─── Dataset excerpts ───
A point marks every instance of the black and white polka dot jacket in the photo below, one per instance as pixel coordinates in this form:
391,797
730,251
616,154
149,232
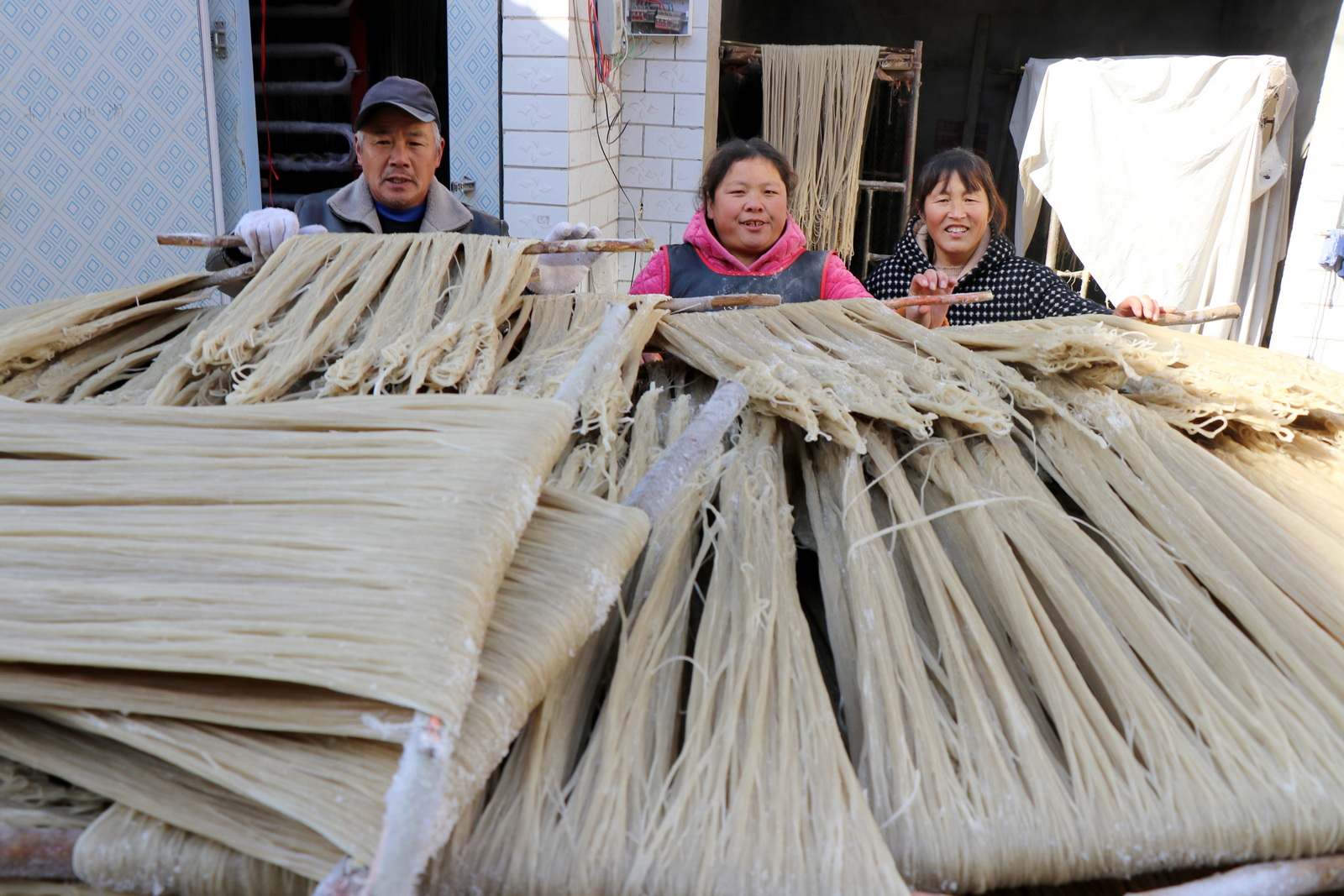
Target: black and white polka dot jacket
1023,289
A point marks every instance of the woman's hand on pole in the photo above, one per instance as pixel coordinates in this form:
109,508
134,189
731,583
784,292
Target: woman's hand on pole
932,282
1142,307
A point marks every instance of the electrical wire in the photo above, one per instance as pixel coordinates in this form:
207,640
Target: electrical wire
265,105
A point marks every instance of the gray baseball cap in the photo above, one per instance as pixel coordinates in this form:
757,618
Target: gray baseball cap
405,93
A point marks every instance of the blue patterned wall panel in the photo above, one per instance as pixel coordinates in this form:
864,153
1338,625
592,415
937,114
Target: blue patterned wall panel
104,143
235,113
474,98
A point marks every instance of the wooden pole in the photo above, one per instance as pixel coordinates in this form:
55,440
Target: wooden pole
38,853
710,302
660,484
1198,316
546,248
958,298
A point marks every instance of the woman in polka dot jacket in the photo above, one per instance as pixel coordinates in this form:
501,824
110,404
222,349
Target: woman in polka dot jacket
954,244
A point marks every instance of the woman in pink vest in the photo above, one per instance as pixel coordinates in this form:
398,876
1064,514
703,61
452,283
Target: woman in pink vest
743,239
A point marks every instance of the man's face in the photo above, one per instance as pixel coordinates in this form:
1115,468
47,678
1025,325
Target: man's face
400,156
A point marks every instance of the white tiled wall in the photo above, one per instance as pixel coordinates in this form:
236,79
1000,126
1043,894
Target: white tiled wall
1310,316
663,145
629,163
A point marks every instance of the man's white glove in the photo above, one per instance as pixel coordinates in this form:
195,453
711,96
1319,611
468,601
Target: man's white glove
266,228
559,273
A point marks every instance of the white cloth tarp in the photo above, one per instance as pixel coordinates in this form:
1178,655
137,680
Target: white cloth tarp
1163,175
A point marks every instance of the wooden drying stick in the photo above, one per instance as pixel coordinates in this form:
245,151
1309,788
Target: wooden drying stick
1296,878
710,302
958,298
1198,316
38,853
660,484
546,248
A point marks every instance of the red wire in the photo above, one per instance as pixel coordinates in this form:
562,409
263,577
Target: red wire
265,103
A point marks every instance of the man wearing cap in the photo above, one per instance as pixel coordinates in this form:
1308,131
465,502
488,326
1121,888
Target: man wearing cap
400,145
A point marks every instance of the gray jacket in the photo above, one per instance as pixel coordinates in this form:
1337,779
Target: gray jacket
349,210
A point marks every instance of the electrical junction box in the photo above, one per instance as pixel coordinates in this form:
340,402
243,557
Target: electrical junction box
658,18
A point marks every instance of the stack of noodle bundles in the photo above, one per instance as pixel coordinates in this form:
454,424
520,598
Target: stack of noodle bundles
300,544
712,804
1079,580
369,315
74,348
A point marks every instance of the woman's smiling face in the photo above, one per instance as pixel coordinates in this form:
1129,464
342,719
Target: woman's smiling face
958,219
749,208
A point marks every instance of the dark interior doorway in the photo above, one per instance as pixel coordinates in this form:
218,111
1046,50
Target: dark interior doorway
322,55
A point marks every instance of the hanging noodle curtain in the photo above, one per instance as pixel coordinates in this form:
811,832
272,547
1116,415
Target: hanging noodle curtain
816,101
───
■ **What you are asked to do**
Copy exactly the lines above, from the one containing "A point marks every instance of the woman's smiling" through the very last line.

■ **Exercise solution**
A point marks every instance of the woman's smiling face in the photo above, one per instance as pixel coordinates in this form:
1129,464
342,719
Target: woman's smiling face
958,219
749,208
A point marks every instance of the dark interior doorway in the photo above, one per instance as pixel coordinates in this form:
218,111
1046,50
Target: dark interior doorway
322,55
A point marks every instance of the hanging noodle curtain in the photo above, one per instance as pixel coordinates in this form:
811,832
272,547
1116,415
Target: hanging noodle curtain
816,101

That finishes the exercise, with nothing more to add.